- **What you have to do**
Please rewrite the records between the lines holding "Find the van roof" and "<point>366,230</point>", inclusive, changing "van roof" to "minibus roof" and leaving everything else the same.

Dataset excerpt
___

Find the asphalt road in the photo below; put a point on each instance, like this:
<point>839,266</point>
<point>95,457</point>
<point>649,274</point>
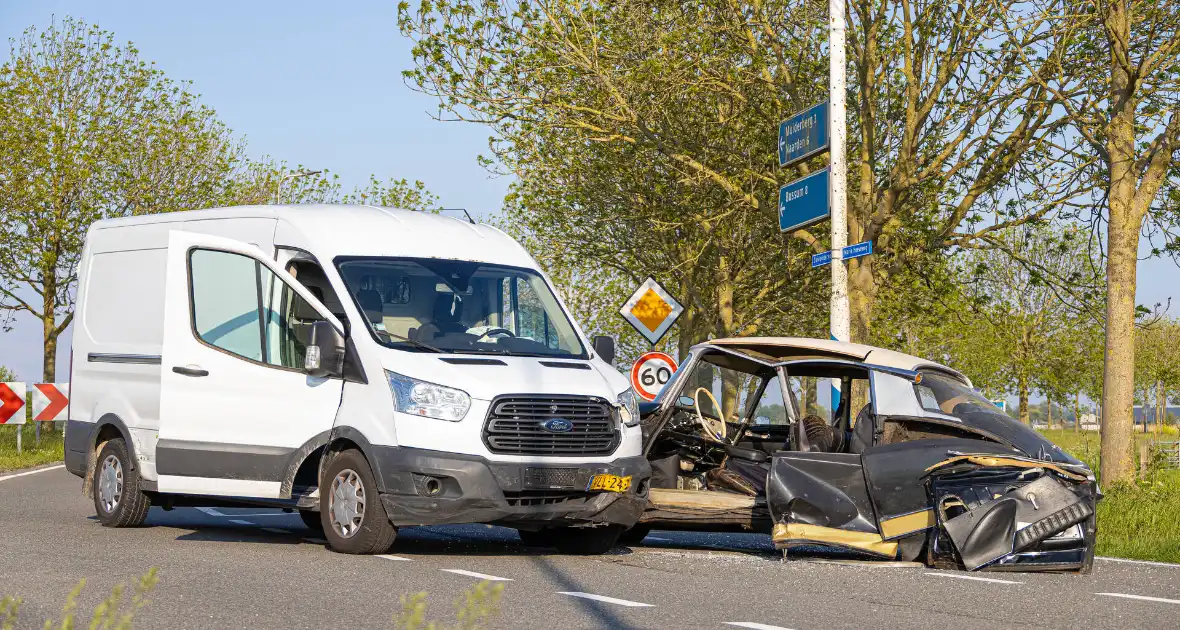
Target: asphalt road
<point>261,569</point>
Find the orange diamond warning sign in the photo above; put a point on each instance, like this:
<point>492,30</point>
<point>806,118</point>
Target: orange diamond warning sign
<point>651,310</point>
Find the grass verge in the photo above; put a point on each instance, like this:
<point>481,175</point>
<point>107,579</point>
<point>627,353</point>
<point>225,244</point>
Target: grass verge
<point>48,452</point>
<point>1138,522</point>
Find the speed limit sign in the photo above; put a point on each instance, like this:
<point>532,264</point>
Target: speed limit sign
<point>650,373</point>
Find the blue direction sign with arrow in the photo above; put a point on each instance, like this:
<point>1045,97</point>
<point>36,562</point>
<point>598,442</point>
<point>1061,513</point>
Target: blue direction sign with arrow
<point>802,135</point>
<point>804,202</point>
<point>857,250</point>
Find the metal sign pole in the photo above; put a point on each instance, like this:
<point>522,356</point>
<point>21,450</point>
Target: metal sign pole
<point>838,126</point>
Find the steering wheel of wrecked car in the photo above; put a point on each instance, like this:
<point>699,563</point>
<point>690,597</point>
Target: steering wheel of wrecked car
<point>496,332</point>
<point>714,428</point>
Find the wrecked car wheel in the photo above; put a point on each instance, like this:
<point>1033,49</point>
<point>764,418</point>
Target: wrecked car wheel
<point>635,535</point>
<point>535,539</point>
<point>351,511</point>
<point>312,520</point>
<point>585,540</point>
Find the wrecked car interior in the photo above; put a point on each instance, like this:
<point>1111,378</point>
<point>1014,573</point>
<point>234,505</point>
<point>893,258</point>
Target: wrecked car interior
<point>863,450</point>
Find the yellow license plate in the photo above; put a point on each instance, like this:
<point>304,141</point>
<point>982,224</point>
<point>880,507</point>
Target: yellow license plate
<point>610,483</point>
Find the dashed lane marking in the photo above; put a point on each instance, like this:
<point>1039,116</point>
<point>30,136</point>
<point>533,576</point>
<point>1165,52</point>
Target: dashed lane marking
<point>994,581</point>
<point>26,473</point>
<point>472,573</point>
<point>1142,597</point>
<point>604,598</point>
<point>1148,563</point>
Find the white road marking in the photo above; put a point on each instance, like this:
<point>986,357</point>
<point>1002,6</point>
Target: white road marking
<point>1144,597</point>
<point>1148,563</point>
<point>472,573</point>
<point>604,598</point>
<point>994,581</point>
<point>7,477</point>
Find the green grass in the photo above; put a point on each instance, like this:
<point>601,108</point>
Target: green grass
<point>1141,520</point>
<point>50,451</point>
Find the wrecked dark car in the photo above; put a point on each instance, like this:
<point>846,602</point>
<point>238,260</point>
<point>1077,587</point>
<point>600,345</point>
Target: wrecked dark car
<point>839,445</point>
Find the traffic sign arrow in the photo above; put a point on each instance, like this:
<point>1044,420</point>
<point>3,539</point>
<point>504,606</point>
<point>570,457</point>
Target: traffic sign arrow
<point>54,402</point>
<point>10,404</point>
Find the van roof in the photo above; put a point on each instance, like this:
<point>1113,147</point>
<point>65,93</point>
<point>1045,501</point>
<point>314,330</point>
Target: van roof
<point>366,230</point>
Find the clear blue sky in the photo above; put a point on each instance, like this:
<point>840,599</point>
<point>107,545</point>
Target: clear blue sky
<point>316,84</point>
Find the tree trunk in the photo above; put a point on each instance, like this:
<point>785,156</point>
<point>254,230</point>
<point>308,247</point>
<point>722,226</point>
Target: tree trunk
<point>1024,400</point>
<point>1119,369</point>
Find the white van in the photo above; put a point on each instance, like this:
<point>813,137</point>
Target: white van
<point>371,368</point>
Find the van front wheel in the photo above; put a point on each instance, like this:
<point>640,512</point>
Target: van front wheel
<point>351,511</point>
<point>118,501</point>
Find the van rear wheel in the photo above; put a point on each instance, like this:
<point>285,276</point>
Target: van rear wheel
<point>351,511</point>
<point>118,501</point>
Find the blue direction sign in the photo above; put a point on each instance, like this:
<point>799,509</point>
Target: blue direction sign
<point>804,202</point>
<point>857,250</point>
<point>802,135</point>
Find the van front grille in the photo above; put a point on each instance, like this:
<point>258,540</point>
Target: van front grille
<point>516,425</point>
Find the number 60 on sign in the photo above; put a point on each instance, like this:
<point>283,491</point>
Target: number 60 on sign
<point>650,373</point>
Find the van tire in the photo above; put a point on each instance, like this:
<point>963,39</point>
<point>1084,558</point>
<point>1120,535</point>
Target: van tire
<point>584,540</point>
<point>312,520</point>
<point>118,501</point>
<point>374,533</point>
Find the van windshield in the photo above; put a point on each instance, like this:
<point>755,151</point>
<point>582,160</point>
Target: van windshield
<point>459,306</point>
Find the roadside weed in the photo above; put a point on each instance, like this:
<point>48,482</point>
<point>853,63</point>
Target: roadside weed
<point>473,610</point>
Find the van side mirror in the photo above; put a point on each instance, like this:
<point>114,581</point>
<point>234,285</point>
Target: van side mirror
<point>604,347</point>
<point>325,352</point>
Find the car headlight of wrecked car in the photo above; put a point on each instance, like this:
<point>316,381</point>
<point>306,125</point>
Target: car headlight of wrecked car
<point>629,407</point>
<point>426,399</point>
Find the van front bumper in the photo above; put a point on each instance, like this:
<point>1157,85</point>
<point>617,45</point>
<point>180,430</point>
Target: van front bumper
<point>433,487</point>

___

- **Worked solution**
Find the minibus roof in the photo above; put a point on each instance, like this:
<point>1113,147</point>
<point>65,93</point>
<point>1045,501</point>
<point>314,330</point>
Target: minibus roof
<point>366,230</point>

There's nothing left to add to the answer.